Stated exercise: Please give the data below again in full, exactly as it stands.
§ §
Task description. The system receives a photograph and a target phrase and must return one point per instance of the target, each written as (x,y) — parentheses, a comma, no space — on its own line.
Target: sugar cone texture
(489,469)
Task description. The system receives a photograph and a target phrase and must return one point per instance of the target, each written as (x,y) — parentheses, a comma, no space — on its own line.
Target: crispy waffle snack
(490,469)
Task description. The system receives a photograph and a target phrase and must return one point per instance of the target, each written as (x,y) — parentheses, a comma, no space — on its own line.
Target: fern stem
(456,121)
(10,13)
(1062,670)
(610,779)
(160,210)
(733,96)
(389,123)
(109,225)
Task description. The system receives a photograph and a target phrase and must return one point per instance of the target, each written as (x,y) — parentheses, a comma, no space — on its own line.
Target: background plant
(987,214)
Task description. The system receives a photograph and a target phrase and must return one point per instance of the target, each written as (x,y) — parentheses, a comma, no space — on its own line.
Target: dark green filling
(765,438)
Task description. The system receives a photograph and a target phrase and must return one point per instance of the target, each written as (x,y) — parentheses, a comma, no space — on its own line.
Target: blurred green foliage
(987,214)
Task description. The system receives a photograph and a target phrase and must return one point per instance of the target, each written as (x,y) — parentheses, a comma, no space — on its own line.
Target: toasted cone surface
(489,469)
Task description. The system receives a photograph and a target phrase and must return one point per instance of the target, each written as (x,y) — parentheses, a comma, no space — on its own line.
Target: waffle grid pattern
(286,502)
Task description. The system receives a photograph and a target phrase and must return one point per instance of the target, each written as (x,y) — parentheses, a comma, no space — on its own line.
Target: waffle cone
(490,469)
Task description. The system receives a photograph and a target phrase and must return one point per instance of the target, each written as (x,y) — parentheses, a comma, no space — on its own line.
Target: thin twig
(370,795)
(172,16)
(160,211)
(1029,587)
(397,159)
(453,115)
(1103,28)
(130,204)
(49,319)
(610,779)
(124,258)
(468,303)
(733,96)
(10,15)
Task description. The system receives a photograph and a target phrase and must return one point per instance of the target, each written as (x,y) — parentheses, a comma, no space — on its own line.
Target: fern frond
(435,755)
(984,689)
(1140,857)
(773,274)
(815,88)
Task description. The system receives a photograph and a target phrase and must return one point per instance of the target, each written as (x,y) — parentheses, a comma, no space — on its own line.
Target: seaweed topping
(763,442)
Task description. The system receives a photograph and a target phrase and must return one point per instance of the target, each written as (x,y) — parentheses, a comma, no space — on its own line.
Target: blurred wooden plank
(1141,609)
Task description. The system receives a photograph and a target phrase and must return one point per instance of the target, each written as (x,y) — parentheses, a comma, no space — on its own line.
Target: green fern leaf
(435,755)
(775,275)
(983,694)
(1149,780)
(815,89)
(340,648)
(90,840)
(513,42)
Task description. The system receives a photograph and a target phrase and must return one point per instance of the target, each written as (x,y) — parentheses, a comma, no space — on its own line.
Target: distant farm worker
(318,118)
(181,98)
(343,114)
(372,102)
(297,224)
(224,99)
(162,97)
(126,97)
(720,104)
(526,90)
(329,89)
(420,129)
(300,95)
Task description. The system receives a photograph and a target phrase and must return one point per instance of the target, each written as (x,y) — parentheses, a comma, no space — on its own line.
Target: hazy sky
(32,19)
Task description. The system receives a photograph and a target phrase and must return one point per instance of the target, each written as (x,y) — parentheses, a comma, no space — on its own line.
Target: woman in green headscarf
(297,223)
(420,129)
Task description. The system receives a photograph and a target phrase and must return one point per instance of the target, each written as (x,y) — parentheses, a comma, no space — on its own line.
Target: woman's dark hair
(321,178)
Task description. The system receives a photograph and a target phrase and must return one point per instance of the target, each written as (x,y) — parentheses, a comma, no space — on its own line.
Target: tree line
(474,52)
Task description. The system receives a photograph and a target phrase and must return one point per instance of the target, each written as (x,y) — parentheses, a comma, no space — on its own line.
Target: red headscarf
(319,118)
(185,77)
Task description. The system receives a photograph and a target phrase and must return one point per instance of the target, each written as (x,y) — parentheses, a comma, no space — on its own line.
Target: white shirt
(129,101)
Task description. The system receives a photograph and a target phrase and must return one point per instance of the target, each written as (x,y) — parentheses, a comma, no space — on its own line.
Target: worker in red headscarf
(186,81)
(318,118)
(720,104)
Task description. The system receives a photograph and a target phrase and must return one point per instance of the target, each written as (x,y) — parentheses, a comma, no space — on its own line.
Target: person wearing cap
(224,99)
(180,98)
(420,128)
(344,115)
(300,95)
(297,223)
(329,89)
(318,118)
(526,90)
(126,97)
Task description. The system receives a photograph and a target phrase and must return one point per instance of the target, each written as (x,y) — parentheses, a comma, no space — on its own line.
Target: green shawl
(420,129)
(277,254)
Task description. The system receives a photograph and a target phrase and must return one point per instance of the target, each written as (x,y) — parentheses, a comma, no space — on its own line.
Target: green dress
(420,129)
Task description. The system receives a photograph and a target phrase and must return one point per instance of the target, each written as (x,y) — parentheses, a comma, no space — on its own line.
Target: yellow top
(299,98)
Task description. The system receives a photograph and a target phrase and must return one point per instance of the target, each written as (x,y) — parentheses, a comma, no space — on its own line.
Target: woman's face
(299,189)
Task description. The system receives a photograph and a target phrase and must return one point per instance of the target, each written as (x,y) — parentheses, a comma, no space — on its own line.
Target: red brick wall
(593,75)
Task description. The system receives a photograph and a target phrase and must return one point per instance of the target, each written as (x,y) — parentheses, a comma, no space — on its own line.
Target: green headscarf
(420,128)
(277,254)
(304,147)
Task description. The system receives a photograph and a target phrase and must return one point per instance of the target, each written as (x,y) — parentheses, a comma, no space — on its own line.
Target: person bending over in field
§ §
Response to the exercise:
Task description. The system receives a photograph and a target phrase and must return one point per instance of the target, each written as (x,y) — parentheses, a comma, no space — on its own line.
Target: sugar cone texture
(489,469)
Task description. The system receives a photograph and a target phrase and must return one point per instance of the target, each written as (x,y) — parentheses, a comma, no space — on its own line.
Target: crispy waffle snack
(490,469)
Task description. The system receives a photograph and a target phrase and must return one point per instance of the target, each written as (x,y) — parentheses, a comma, no space — on its own line.
Target: fern stem
(456,121)
(10,13)
(1062,670)
(610,779)
(160,210)
(733,96)
(389,123)
(109,225)
Task description. The system receives a photograph and a target phrase and must return one point per instance of the target, each written as (x,y) — parentheses, a comma, no space — on its own line.
Target: background plant
(987,214)
Task description. The system receives a photograph and a target phrase and must return one point per instance of the target, each written as (x,y) — parentheses, a comma, no space — on its own line.
Target: dark green filling
(765,438)
Task description. The system receives a photograph and a target phrase and must return one point per instance of the target, each written as (x,y) — parentheses, a comma, no space — on its own line.
Target: blurred green foliage
(987,214)
Task description. The system receives a photograph and a target phrase and must return one point per instance of the target, each written as (x,y) — parentheses, a comma, no space — on its own line.
Target: toasted cone surface
(489,469)
Task description. The system receives a photograph and a target phrase and must return one point per instance of the target, each written as (x,y) — parentheses, a comma, no space — on its own line.
Target: waffle grid pattern
(286,502)
Task description. The system receives a photograph and a target phrase and must return one point per instance of the target, each written as (x,y) — parentheses, a comma, no space — on its own line.
Target: waffle cone
(490,469)
Task description. The system receives a photograph and a target phrase and must return one point per instance of the target, each written as (x,y) — parentheses, a comma, no space — on its own line.
Target: thin twig
(370,795)
(172,16)
(160,211)
(1029,587)
(397,159)
(453,115)
(1103,28)
(130,204)
(49,319)
(610,779)
(124,258)
(468,303)
(733,96)
(10,15)
Task description. The system receives a photograph and a target phrase and must return one point per instance of the target, each written as (x,y) — parentheses, a comma, no space — on its own line.
Target: fern frond
(435,755)
(984,689)
(1140,857)
(773,274)
(815,88)
Task description. The system receives a photograph and a target phrase and must return one point per instance of the target, each written as (x,y) — parentheses, a comma, no space — on its own line.
Target: seaweed topping
(763,442)
Task description. The system receives a photograph and a target phrase and must return one point per instance of the target, each written as (x,y) — parentheses, a comma, no space — on its own line.
Target: blurred wooden plank
(1141,609)
Task description. The system receives a photograph and a target phrase and must return one point per instance of the target, each written as (x,y) — parentheses, a comma, no space — on its own line.
Target: green fern leaf
(435,755)
(775,275)
(983,694)
(1149,780)
(815,89)
(340,648)
(90,840)
(513,42)
Task description. The system receives a photograph and a target phrase and must return one point per instance of the target, each written as (x,y) — parentheses, a comma, no space — on its own line.
Target: distant farm worker
(318,118)
(181,98)
(343,114)
(372,102)
(297,224)
(224,99)
(162,97)
(126,97)
(720,104)
(526,90)
(329,89)
(420,129)
(300,95)
Task description. The system receives a photograph and a target phrase and must return one point per instance of the target, each written as (x,y) — parentheses, a comma, no space — on its own line.
Target: hazy sky
(32,19)
Task description. The system receives a photograph and a target phrase and must return one point per instance of the target, each written as (x,y) — parentheses, a comma, no space — on its own line.
Target: woman in green headscarf
(297,223)
(420,129)
Task description. The system receives a photograph and a target phrase and must return one point per instance of the target, each written as (x,y) — parentheses, a comma, no space — on its own line.
Target: woman's dark hair
(321,178)
Task description. The system receives a photograph and a target phrase and must return one point per instance of the target, each written as (x,y) — parentheses, a comma, no space — on its own line.
Target: tree line
(474,52)
Task description. The system receives a photograph and a target phrase and must return one point per instance of the target, each written as (x,y) — parentheses, a comma, no space — on its own line.
Target: red headscarf
(319,118)
(185,77)
Task description. The system receives a photograph and a target phrase and must return one point per instance of the target, each written as (x,y) — parentheses, a comma, no space — on its own line.
Target: white shirt
(129,101)
Task description. The system receives a photograph and a target phrase and must return one point per instance of the target, each written as (x,y) — parentheses, a comma, no space — on its own line.
Target: worker in red headscarf
(186,81)
(318,118)
(720,104)
Task description. The system receives a photograph and a target phrase and must return one point per instance of the target, each written as (x,y) — parentheses, a comma, no space — on its own line.
Target: person wearing cap
(224,99)
(180,98)
(420,128)
(344,115)
(300,95)
(297,223)
(329,89)
(318,118)
(526,90)
(126,97)
Task description. The system receives a photograph and a target phrase and must return one point per instance of the target, each written as (x,y) — parentheses, a comma, no space — on its own line.
Target: green shawl
(420,129)
(277,254)
Task description. The system receives a photograph and a target phrase and must return one point per instance of the target, each written as (x,y) — parentheses, a comma, no space — on its own line.
Target: green dress
(420,129)
Task description. The system receives a photograph and a target phrase and must return one point per instance of the target, each written as (x,y) — parentheses, a comma, no space — on its own line.
Target: yellow top
(299,98)
Task description. The system receives a photograph and a target phrase and must return one point per instance of the target, each written as (x,y) — parentheses, a comma, no space — on its own line.
Target: woman's face
(299,189)
Task description. The system receives a photograph and a target phrase and must return one point per instance of the target, each written as (x,y) — parentheses, a comma, no space — on its own line.
Target: red brick wall
(593,75)
Task description. The system receives a photograph and a target phrase and must return one point per instance of the target, each written as (x,y) — parentheses, a comma, no space — on its own line.
Target: green headscarf
(420,128)
(277,254)
(304,147)
Task description. The system receives a photograph and a target phrase and must return one point per instance of the target, each written as (x,y) — parentheses, a comma, no space — on its own line.
Target: person bending over in field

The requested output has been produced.